ОТРЫВОК
********
Течёт, виляет река—времечко. Случайно от общих знакомых я услышал, что мой друг—сновидящий и мастер иллюзий выписался недавно из больницы (урология) в плохом состоянии. У него осталась одна почка. Конечно, надо навестить и поддержать. Толька оказался в подавленном состоянии. В больнице бедный Толька лез на стенки от острой почечной колики. Он хотел сознательно оставить своё тело, выйдя в осознанный сон навсегда, чтобы ускользнуть от мучительной боли, но ничего не получилось. У него на глазах умер человек, сосед по палате. Эта смерть что-то тихо рассказала на ушко Тольке…
Наши отношения завязались опять. Парадоксы судьбы. Немного позже, когда серьезно заболел и я, нас стала объединять ещё одна общая тема — урология! Мысли о смерти стали придавливать к земле моего друга, и он проникся глубже христианской идеей спасения. Надо было видеть его выпученные глаза и дрожащие руки. На-те, жил себе человек, жил, ел-спал и вдруг обнаружил, что надо срочно спасаться, в спешке куда-то бежать (в разные стороны) и чем быстрее, тем лучше. Иначе вот-вот близка и неминуема страшная погибель и вечные страдания.
Я подарил другу идею о создании себе во сне волей и воображением новой астральной почки. Идея была принята. Духовные возможности человека были им оптимистично осознаны, и он несколько успокоился. Но в следующий раз в беспокойном озарении к нему примчался уже я, на этот раз с идеями Г. Гурджиева. Я тоже проникся мыслями о спасении, но у Гурджиева символически они выражены в другой форме.
«Пойми, ты, Толик, мир — это тюрьма! — неожиданно бросаю я, умалчивая, что мне попалась книжная новинка. И выдавая прозрение, как своё собственное, с видом человека, открывающего великую тайну для избранного, продолжаю — Человек — это тюремный страдающий узник. Он обречен на болезни, старость и смерть. Он пребывает в тюрьме мира пожизненно. Но, представь себе, у него имеется возможность бежать из тюрмы, осмысляешь?»!
********
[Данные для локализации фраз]
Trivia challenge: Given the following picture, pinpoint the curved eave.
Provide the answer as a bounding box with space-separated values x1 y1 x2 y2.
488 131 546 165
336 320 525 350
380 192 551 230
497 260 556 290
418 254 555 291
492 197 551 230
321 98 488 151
********
ЧТО НУЖНО СДЕЛАТЬ
1. Перепишите дословно часть отрывка о Тольке, начиная со слов «Я подарил другу» и заканчивая словами «в другой форме.».
2. Ответьте по отрывку о Тольке на вопросы:
(а) Сколько почек осталось у Тольки?
(б) Что случилось у Тольки на глазах в больнице?
(в) С чьими идеями рассказчик примчался к другу в следующий раз?
3. Напишите продолжение отрывка о Тольке, которое начинается сразу после его последней фразы.

ОЖИДАЕМЫЕ ОТВЕТЫ
1.
Я подарил другу идею о создании себе во сне волей и воображением новой астральной почки. Идея была принята. Духовные возможности человека были им оптимистично осознаны, и он несколько успокоился. Но в следующий раз в беспокойном озарении к нему примчался уже я, на этот раз с идеями Г. Гурджиева. Я тоже проникся мыслями о спасении, но у Гурджиева символически они выражены в другой форме.

2.
(а) Одна.
(б) Умер его сосед по палате.
(в) С идеями Г. Гурджиева.

3.
Победоносно смотрю я на друга, но Толька, этот удивительный странный Толька, вдруг потерялся, пропал, бесследно исчез. Почва его ума оказалась благодатным образом подготовлена и вспахана заранее. Передо мной сидел вовсе не Толька, а чужой и не знакомый мне человек. Это был заключенный № 13 в полосатом костюме и шапочке. Обречённый, да ещё по ошибке, на пожизненное пребывание в одиночной камере, узник Толька слушал меня безропотно и покорно. Лицо его выражало безысходную тоску, вину и глубочайшую безнадёжность. Он уже не вращал глазами и не просил о помиловании. Всем своим существом он выражал немощную покорность судьбе и гнетущее томление в тюрьме мира. И вдруг его лицо озарило понимание, засветилось жаждой свободы. «Бежать! Совершить из тюрьмы побег!» — пронзила его и тайно завладела им невероятная мысль. «Свободы!» — воззвал он страстно и волнующимися руками вцепился в невидимые толстые стальные прутья камеры.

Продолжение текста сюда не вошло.